- **GIVEN RECORDS**:

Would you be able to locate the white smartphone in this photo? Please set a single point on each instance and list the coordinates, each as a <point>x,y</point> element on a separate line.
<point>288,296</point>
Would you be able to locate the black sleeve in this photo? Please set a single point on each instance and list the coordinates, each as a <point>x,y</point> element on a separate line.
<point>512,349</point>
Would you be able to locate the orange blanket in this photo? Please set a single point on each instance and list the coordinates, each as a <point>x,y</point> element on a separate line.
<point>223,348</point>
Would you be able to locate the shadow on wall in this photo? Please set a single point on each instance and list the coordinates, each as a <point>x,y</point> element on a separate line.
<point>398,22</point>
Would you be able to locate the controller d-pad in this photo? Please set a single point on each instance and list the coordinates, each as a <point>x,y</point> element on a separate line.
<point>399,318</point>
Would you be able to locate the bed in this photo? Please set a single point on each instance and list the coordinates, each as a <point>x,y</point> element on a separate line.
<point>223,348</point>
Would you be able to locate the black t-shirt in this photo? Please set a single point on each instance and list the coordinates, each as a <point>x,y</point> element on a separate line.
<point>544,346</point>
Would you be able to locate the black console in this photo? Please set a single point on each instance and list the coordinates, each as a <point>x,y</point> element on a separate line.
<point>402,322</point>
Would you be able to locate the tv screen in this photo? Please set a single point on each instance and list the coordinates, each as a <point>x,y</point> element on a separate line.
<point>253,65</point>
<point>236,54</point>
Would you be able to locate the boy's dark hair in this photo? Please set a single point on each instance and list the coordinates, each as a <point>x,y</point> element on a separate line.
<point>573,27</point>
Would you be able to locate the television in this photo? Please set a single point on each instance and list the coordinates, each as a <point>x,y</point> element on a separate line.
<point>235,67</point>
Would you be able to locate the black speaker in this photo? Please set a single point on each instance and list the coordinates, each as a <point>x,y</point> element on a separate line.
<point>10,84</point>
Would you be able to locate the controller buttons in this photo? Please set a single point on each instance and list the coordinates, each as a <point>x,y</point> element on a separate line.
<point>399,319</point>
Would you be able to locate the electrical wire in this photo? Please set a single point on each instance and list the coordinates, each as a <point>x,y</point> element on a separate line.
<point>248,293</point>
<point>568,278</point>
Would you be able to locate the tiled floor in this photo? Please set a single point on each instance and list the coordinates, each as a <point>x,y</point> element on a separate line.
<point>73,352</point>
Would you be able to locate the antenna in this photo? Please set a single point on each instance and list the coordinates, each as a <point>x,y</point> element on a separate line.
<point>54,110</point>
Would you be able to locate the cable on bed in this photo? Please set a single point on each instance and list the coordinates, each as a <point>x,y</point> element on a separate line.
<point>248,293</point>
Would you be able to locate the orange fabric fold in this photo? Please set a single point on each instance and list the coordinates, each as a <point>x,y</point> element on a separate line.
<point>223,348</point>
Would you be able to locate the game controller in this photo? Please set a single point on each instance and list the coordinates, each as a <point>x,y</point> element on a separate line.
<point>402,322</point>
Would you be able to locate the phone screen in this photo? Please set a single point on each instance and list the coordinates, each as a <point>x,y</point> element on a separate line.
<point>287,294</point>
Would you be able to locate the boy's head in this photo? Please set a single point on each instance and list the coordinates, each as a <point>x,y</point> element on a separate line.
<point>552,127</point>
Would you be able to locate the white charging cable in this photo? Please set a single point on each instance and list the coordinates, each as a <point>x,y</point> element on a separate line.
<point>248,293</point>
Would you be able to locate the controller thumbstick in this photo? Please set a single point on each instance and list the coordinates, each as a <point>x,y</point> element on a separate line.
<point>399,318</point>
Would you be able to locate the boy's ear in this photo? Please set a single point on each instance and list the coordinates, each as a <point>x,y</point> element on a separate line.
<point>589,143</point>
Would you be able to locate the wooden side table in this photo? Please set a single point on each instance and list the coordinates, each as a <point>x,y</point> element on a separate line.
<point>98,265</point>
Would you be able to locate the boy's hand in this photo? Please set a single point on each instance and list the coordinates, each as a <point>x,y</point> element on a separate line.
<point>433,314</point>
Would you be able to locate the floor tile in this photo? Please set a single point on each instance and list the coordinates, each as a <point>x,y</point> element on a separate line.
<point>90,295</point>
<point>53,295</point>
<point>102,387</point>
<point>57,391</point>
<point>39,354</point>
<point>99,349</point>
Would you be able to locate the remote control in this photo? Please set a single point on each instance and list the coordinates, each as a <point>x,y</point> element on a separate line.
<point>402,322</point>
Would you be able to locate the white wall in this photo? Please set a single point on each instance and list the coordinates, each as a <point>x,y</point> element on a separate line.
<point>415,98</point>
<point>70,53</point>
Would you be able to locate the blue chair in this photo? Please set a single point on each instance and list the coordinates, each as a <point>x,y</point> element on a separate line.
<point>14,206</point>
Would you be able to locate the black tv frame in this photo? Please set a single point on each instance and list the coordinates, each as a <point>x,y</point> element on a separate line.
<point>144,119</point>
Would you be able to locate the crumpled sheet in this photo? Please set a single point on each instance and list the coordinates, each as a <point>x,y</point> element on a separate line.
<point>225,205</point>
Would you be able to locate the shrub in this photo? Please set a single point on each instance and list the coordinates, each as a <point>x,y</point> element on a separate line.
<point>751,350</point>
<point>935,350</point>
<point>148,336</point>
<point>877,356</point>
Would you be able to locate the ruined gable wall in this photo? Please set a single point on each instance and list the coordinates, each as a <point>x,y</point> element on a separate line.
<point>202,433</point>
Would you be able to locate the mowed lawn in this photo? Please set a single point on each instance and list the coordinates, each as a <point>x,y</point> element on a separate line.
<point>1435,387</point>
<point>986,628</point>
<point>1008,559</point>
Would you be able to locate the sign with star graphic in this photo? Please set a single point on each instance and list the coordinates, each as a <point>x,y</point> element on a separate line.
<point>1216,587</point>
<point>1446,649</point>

- **DESCRIPTION OF THE TASK**:
The records shown earlier should all be returned verbatim.

- **FINISHED TASK**:
Would you be able to locate the white smartphone in this photo? Please set a single point on each instance and list the coordinates, each as a <point>x,y</point> element on a separate line.
<point>288,296</point>
Would you be able to locate the black sleeve in this photo? Please set a single point on each instance and list the coordinates, each as a <point>x,y</point> element on a separate line.
<point>512,349</point>
Would you be able to locate the orange blanket in this photo? Please set a single point on each instance and list the coordinates, each as a <point>x,y</point> element on a separate line.
<point>223,348</point>
Would you be able to locate the shadow on wall in this photo? Please set a single point on each instance and list the coordinates, each as a <point>x,y</point> element on a separate line.
<point>398,22</point>
Would you be able to locate the controller d-pad in this photo? Please set a single point on each instance and list the coordinates, each as a <point>x,y</point> element on a separate line.
<point>399,318</point>
Would you be able to locate the bed in this photo? Please set a single point on each instance and list the coordinates, each as a <point>x,y</point> element on a separate line.
<point>223,348</point>
Would you be able to locate the black t-shirt in this photo? Please set a single point on each instance and list the coordinates, each as a <point>x,y</point> element on a separate line.
<point>544,346</point>
Would you be able to locate the black console in this photo? Please set a single point on each instance and list the coordinates, each as a <point>x,y</point> element on a separate line.
<point>402,322</point>
Would you be able to locate the tv screen in this photo? Please set a single point on each instance and list the coordinates, each as a <point>x,y</point> element on a separate line.
<point>253,65</point>
<point>236,54</point>
Would you be able to locate the boy's dark hair in this photo? Please set a single point on each instance and list the coordinates, each as a <point>x,y</point> element on a separate line.
<point>573,27</point>
Would you be able to locate the television in this photo? Please set a single point on each instance and list the coordinates, each as a <point>x,y</point> element on a separate line.
<point>235,67</point>
Would you be able to locate the black speaker in this photo? Please set a single point on each instance and list the coordinates, each as a <point>x,y</point> element on a separate line.
<point>10,84</point>
Would you be able to locate the controller buttons in this photo? Please set a single point on each instance and list the coordinates, each as a <point>x,y</point> element on a separate line.
<point>399,319</point>
Would you be able to locate the electrical wire in this photo? Please set a single point on each instance and list the coordinates, each as a <point>x,y</point> element on a separate line.
<point>248,293</point>
<point>568,278</point>
Would you be able to locate the tiled floor in this photo? Please set a single point on each instance and list the coordinates, each as a <point>x,y</point> element on a separate line.
<point>73,352</point>
Would you be able to locate the antenna in this photo? Please set a single point on each instance and list the coordinates, each as a <point>x,y</point> element on a separate line.
<point>54,110</point>
Would you be able to locate the cable on bed in this photo? Please set a single point on each instance and list the coordinates, each as a <point>x,y</point> element on a separate line.
<point>248,293</point>
Would you be able to locate the orange fabric fold in this photo? Please set a single point on each instance and list the coordinates, each as a <point>x,y</point> element on a separate line.
<point>223,348</point>
Would you be able to locate the game controller in this photo? Please set a single point on each instance and list the coordinates, each as a <point>x,y</point> element on a separate line.
<point>402,322</point>
Would you be able to locate the phone screen in this photo? Please set a single point on each instance and list the coordinates, each as a <point>x,y</point> element on a separate line.
<point>287,294</point>
Would you be able to locate the boy's head in this photo? Please set a single point on each instance and list the coordinates, each as a <point>x,y</point> element on a separate line.
<point>552,127</point>
Would you be able to locate the white charging cable in this photo? Please set a single point on each instance and list the coordinates, each as a <point>x,y</point> element on a separate line.
<point>248,293</point>
Would you be able to locate the controller thumbstick in this photo? Please set a single point on each instance and list the coordinates, each as a <point>x,y</point> element on a separate line.
<point>399,318</point>
Would you be able to locate the boy's ear in this photo? Please set a single point on each instance and list the coordinates, each as a <point>x,y</point> element on a separate line.
<point>589,143</point>
Would you be able to locate the wooden side table in this photo? Please set a single point on each instance and list the coordinates, each as a <point>x,y</point> element on a separate line.
<point>98,265</point>
Would you be able to locate the boy's hand in this photo? Please set a single point on each instance and list the coordinates, each as a <point>x,y</point> element on a separate line.
<point>433,314</point>
Would you be able to locate the floor tile in this photo? Please set a single point on each instance and list the coordinates, each as a <point>x,y</point> element on a separate line.
<point>90,295</point>
<point>53,295</point>
<point>102,387</point>
<point>57,391</point>
<point>39,354</point>
<point>99,349</point>
Would you be able to locate the remote control in this photo? Please set a single point on each instance and list the coordinates, each as a <point>x,y</point> element on a separate line.
<point>402,322</point>
Would you be able to locate the white wall in this photo? Please set a single point on each instance and list the coordinates, each as a <point>x,y</point> element on a separate line.
<point>415,98</point>
<point>70,53</point>
Would you be able to locate the blue chair in this photo? Please set a single point on each instance and list the coordinates, each as a <point>x,y</point> element on a separate line.
<point>14,206</point>
Would you be able to locate the black tv frame in this photo? Please set a single point on each instance and list the coordinates, each as a <point>x,y</point> element on a separate line.
<point>144,119</point>
Would you be able to locate the crumpled sheet in this photo? Please set a single point on each instance and list the coordinates, each as a <point>x,y</point> element on a separate line.
<point>225,205</point>
Would you be able to locate the shrub in this photo? Please set a single point on each instance and list the coordinates, each as a <point>x,y</point> element on a separate line.
<point>751,350</point>
<point>935,350</point>
<point>148,336</point>
<point>877,356</point>
Would you be able to locate the ruined gable wall in this photo? Please set a single point on each instance and list the coordinates, each as a <point>x,y</point> element on a separate line.
<point>202,433</point>
Would you be able to locate the mowed lawn in this photo? Please set a single point on each instance and list the coordinates, each as a <point>x,y</point> element on a separate line.
<point>1435,387</point>
<point>986,628</point>
<point>1008,559</point>
Would you be able to locate the sign with star graphic in this photo? Please set a single point on each instance and list the coordinates, each as a <point>x,y</point> element on a separate line.
<point>1216,587</point>
<point>1446,649</point>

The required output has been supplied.